**Task goal**
Skip the pictures and copy all the data that follows exactly.

[Region pointing data]

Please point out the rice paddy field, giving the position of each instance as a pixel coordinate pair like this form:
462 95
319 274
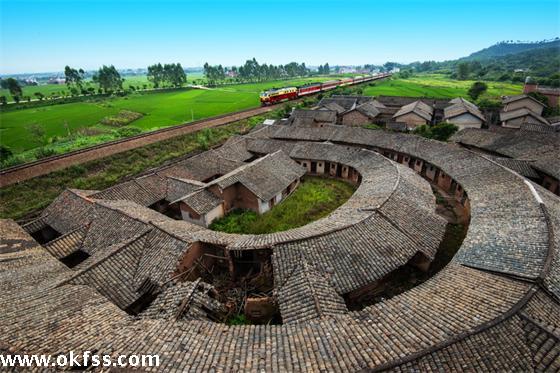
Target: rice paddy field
71 126
158 109
438 86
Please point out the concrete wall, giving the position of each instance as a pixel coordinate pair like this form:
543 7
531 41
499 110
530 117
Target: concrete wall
517 122
412 120
188 214
465 120
355 118
524 103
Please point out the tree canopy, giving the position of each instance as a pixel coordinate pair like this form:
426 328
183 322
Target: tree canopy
108 78
74 77
477 89
253 71
172 74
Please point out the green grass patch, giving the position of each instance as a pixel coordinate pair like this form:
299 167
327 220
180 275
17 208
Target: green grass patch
20 200
315 198
122 118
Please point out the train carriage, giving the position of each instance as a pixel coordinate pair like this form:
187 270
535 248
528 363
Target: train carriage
309 89
276 95
331 84
346 81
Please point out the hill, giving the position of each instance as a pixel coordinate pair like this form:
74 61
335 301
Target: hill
505 61
507 48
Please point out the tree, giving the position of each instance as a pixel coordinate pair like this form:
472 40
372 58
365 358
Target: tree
463 71
13 86
5 153
37 132
477 89
74 77
108 79
155 74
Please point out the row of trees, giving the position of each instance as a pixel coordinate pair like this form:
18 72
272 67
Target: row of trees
252 71
171 74
324 69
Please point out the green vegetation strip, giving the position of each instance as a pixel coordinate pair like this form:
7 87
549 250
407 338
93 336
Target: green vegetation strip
438 86
314 199
20 200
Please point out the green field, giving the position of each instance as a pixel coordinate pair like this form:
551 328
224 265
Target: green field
160 109
76 125
437 86
61 89
315 198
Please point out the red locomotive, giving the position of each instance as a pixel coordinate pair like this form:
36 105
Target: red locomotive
275 95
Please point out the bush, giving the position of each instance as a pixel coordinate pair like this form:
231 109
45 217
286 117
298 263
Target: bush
12 161
441 132
44 152
123 118
5 153
127 132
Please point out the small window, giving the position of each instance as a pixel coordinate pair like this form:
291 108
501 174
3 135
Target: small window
75 258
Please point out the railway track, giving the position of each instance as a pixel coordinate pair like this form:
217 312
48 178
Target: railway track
26 171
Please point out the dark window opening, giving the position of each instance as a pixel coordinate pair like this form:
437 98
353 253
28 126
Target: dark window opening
140 304
171 211
75 258
213 177
45 235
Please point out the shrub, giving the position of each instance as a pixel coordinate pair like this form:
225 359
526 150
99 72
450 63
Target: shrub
5 153
123 118
44 152
441 132
12 161
127 132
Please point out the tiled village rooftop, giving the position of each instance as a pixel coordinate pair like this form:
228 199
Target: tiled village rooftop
495 306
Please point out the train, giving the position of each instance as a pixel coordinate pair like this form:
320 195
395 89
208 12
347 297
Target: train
275 95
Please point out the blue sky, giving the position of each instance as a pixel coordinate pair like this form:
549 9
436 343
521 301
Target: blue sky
41 35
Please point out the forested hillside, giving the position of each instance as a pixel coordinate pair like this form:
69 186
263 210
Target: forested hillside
505 48
503 62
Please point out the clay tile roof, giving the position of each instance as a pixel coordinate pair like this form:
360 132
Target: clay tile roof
309 117
417 107
265 177
521 112
461 106
510 99
201 201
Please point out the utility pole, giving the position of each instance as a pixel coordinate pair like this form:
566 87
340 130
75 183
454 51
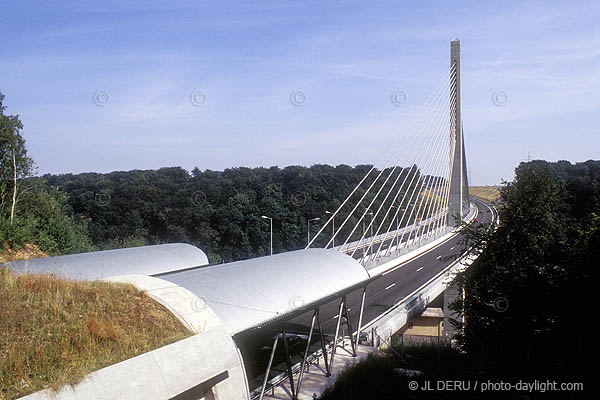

**Result**
Please point out the rice paddy field, giving the position of each instance as a pixel coordinate pair like this form:
462 95
319 274
Target: rice paddy field
71 126
158 109
438 86
Please point out the concrete wall, giving the position of each instance as a pixel coordinate pair like this form:
543 7
531 41
499 110
530 117
Target: concrete wall
517 122
412 120
188 214
465 120
355 118
524 103
Please point out the tree canopy, giving the position of each instance as a pixel coordinate pair like this form:
426 328
183 322
Target: tree canopy
108 78
74 77
477 89
253 71
172 74
Please point out the green grass patch, giving the position of each instance as a pixel coordinate pair like this form:
299 167
327 220
180 275
17 208
Target: green grass patch
20 200
315 198
122 118
Please point out the train carriage, giving the position of each instance as a pixel coordinate pair like this form:
187 270
535 248
528 363
Target: train carriage
309 89
276 95
331 84
346 81
Please point out the hill, giving the position of each instance as a pixel coordinate pair like this form:
74 61
335 301
Target: hill
505 61
507 48
Please point out the tree, giving the position of each instance as a pixel coordinate pair like this form:
472 40
372 58
365 358
Target: tree
463 71
13 86
5 153
37 132
477 89
74 77
108 79
155 74
Please point out the row of trees, giving the position of each instance as a pixel coordinate pair like this form:
18 72
272 67
Target: row of trees
252 71
171 74
324 69
Please point out the green vegetation strip, giving the position of each instance as a pixel coordinate pair like this form:
7 87
549 250
407 338
93 336
Target: green vegetation strip
438 86
314 199
20 200
Please point out the green field, giving the position of each instance as a pixel coordinate pair like this form:
551 328
224 265
Target: green field
160 109
76 125
437 86
61 89
315 198
Please point out the red locomotive, giving the position of each instance as a pixel coordinate pair like this form:
36 105
Target: red locomotive
275 95
Please point out the bush, giving the position of each instance as a pixel coordinate pair like this form:
231 109
45 217
286 117
298 263
Target: bush
12 161
441 132
44 152
123 118
5 153
127 132
Please point out the small window, giving the position of each instance as a pixel coordinate pair like this form:
291 108
501 174
3 135
Target: small window
75 258
Please point out the railway track, giving the position of each instance as a pixel coordinate pair like this form:
217 312
48 178
Target: railway track
26 171
Please point out the dark window opening, giving the position of each instance as a pixel coordinate pair like this form:
437 98
353 253
28 126
Target: dark window opening
140 304
171 211
75 258
213 177
45 235
Please point out the shrub, giving the position of each instance as a pixel coordinate pair like this form:
225 359
526 150
99 72
450 63
Target: shrub
5 153
123 118
44 152
441 132
12 161
127 132
Please point out the tiled village rooftop, giving the position of each instance as a pixel coordinate pair like this form:
228 199
Target: tiled village rooftop
495 306
Please point out the train, giving the position of each instance as a pixel coordinate pair like this form:
320 195
395 89
208 12
347 297
Target: train
275 95
Please point out the blue sky, giving the position of each instance as a pixel coordinate pair like this form:
549 9
436 343
521 301
Target: blue sky
41 35
Please point out the forested hillside, giving the position of each instance as a pixel coordinate pair like this form:
69 186
263 210
Target: forested hillside
505 48
503 62
Please point out the clay tile roof, giving the position of each instance as a pixel coordinate pair like this form:
360 132
Target: clay tile roof
309 117
417 107
265 177
521 112
461 106
510 99
201 201
Please point out the utility pole, giving the position of each instance as a pixel coordinate pair like this form:
566 87
340 130
75 183
454 51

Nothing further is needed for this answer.